◆ EXERCISE TASK A: Copy the listing below word for word, from the line containing "find the pine tree" through the end of the listing.

— START QUOTED PASSAGE —

Example 1 – Date Conversation
This year I had one of the most remarkable dates I have ever had.
She wanted to become a shaman. She had occult talents, was in touch with otherworldly entities and she was sure aliens live among us. Or so she professed.
Of course the dumber side of me wanted to debate that. And to possibly prove it wrong (argh!).
But thanks God this time I knew better.
I told myself I was going to learn from this and stay nonjudgmental, warm and supportive. So I got curios. I inquired, dug deeper, shared my local stories of occult and.. Rapport and bonding sore.
It ended well ;).
Example 2 – Seth Godin VS Gary Vaynerchuk
Watch Seth Godin conversing with Gary Vaynerchuk.
Any “rational” person would agree 100% with Seth Godin. And we could argue he “won” the argument when he refused to give in -stronger frame- and put science on his side. Gary was never really able to challenge that.
But the conversation victory comes at the price of destroying rapport.
4. Using NO a Bit Too Often
A “NO” is a conversation stopper and one of the most powerful verbal weapons.
It communicates you fully disagree, that you know better, and that the two of you are miles apart (possibly he’s miles behind).
Example 1: Authoritarian Power Move
A “NO” is also often a power move in the sense that it gives power and authority to the person using it. At the price, of course, of rapport and harmony.
I’ll give you a real life example.
A friend of mine wanted to recruit me for a start up she wanted to launch. We had a brief phone conversation, which went a bit like this:
Her: (…) And this is my great idea!
Me: Oh that’s cool, seems like mobile marketing will be key to get traction
Her: No, it’s more about partnerships..
Me: Yeah, that too I guess, both are important. Germany would be a great market to start with
Her: No, I want to start with..
You will notice I don’t answer with “OK” because that would be an admission of submission. It would communicate that I “OK” her correction and submit to her authority, neither of which was my intention.
I accept instead, confirm what she says as it was also my opinion and then defend and raise my opinion adding both are important. And then I move to another topic to take the pressure off and avoid an escalation.
But again she keeps “NO-ing” me -probably 3 times during the conversation-. With every NO she communicates that:
- I have no idea what I’m talking about;
- She knows more;
- She’s the one calling the shots.
Albeit I don’t fully remember the exact words of that conversation I do clearly remember one thing: I didn’t wanna have anything to do with her project.

— END QUOTED PASSAGE —
— START WORKING DATA —

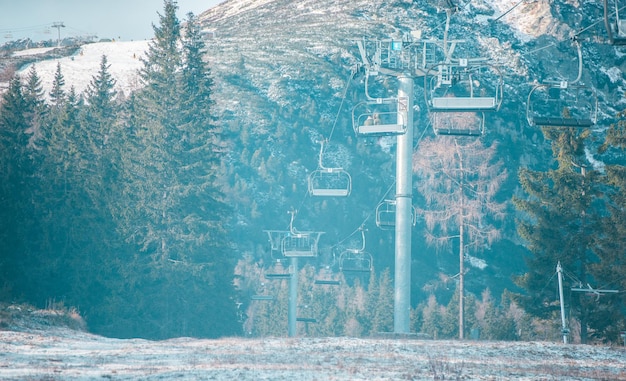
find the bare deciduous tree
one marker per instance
(459, 179)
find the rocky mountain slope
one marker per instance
(282, 69)
(284, 79)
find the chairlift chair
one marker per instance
(463, 87)
(356, 260)
(299, 244)
(330, 182)
(379, 117)
(458, 123)
(562, 104)
(386, 215)
(616, 29)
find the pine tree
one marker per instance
(57, 94)
(559, 224)
(608, 320)
(169, 165)
(35, 108)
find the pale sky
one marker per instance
(120, 19)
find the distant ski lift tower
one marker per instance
(58, 25)
(402, 59)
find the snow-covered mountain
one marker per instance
(283, 70)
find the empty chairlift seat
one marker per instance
(378, 118)
(463, 87)
(562, 105)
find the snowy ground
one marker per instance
(78, 70)
(64, 354)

— END WORKING DATA —

◆ EXERCISE TASK B: In the text on conversation habits, which market does the author suggest for starting the start-up during the phone call?

◆ EXERCISE OUTPUT A:
find the pine tree
one marker per instance
(57, 94)
(559, 224)
(608, 320)
(169, 165)
(35, 108)
find the pale sky
one marker per instance
(120, 19)
find the distant ski lift tower
one marker per instance
(58, 25)
(402, 59)
find the snow-covered mountain
one marker per instance
(283, 70)
find the empty chairlift seat
one marker per instance
(378, 118)
(463, 87)
(562, 105)
find the snowy ground
one marker per instance
(78, 70)
(64, 354)

◆ EXERCISE OUTPUT B: Germany